TASK BRIEF: Return the full set of records, matching them character for character.

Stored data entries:
-------------------------
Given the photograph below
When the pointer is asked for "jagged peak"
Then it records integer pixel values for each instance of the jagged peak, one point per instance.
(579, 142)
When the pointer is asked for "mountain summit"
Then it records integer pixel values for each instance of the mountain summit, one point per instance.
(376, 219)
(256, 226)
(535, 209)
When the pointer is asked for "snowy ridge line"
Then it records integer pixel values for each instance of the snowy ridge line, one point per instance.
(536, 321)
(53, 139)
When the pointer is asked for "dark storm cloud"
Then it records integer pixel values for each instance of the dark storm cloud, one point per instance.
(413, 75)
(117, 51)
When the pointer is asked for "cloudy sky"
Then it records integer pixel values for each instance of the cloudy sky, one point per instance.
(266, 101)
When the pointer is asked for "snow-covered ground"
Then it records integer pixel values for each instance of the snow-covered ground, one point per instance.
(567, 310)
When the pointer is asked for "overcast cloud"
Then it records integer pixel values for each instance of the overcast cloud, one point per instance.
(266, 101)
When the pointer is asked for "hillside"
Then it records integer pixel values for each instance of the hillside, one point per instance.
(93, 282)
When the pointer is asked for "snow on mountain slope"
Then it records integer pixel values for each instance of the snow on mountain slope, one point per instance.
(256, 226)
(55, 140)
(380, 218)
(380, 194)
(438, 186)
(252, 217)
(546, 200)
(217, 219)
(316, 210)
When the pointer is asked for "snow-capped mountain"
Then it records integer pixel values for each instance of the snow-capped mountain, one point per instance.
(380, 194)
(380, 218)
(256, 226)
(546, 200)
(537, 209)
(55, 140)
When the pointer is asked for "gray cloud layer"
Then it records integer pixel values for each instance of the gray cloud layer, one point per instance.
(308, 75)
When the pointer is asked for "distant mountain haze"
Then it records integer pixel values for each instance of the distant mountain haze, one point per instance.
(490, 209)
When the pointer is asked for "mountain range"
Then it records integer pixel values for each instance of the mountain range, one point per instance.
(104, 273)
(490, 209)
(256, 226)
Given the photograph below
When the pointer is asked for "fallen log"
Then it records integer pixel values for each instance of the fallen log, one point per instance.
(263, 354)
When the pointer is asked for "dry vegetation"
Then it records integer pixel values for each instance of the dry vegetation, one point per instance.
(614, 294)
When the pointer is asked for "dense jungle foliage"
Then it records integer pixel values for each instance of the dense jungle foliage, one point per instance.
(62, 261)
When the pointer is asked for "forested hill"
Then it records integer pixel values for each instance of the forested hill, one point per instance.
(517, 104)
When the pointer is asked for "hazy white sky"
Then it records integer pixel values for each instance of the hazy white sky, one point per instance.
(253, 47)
-------------------------
WRITTEN RESPONSE:
Given the photograph below
When the pointer is asked for "jagged peak"
Then it records integer pixel values for each instance of the jagged peak, one point per instance.
(579, 142)
When the pointer is asked for "mountain summit"
Then it records integer pixel values for each instance of the mountain summit, one point per instance.
(376, 219)
(256, 226)
(535, 209)
When the pointer is asked for "snowy ridge line"
Then it records integer pixel values for each instance of the snowy ridge line, one point per instance.
(536, 321)
(53, 139)
When the pointer is asked for "dark storm cloud"
Then it records integer pixel values for each instance of the dark storm cloud, one point per instance.
(413, 75)
(117, 51)
When the pointer is asked for "cloudy sky"
Then it records integer pixel values for each instance of the cloudy sky, one point per instance.
(266, 101)
When the pointer is asked for "snow-covered ground"
Then it records integer pixel values for each instance of the snow-covered ground, one point per instance.
(567, 310)
When the pointer is asked for "overcast cloud"
Then it records integer pixel values for each instance of the overcast cloud, one point per instance.
(266, 101)
When the pointer is asked for "hillside"
Then it records integer pixel values for each instance of the hillside, one point per instance.
(93, 282)
When the pointer is asked for "snow on mountain slope"
Then it records integer pixel values for each instance of the snow on mountain slope, one point per instance.
(256, 226)
(55, 140)
(380, 218)
(380, 194)
(438, 186)
(252, 217)
(546, 200)
(217, 219)
(316, 210)
When the pointer is asked for "snow-capped mountain"
Then it records integer pixel values for each instance of the snow-capped mountain, one point per instance.
(380, 194)
(380, 218)
(256, 226)
(546, 200)
(537, 209)
(55, 140)
When the pointer is asked for "gray cloud layer"
Then it records integer pixel values for each instance of the gray cloud layer, one point per instance.
(308, 75)
When the pointer is asked for "distant mountain haze"
Then it records integer pixel values for each instance of the distant mountain haze, one point per instance.
(490, 209)
When the pointer is asked for "mountain range"
Then it records integer pixel values for each instance of the mountain range, one point per instance.
(104, 273)
(490, 209)
(256, 226)
Given the photograph below
When the pointer is asked for "fallen log"
Then it records integer pixel values for each instance of the fallen log, one point per instance.
(263, 354)
When the pointer is asked for "dry vegetation"
Then it records integer pixel values for each instance of the dry vegetation, one point per instance.
(614, 294)
When the pointer is asked for "dense jungle foliage"
Then it records integer pixel values for each instance of the dense jungle foliage, one point per instance.
(62, 261)
When the pointer is asked for "forested hill"
Then it records integer pixel values for each instance of the forested hill, one point per instance.
(517, 104)
When the pointer is asked for "hazy white sky"
Then it records integer pixel values for each instance of the hazy white sky, one point per instance.
(253, 47)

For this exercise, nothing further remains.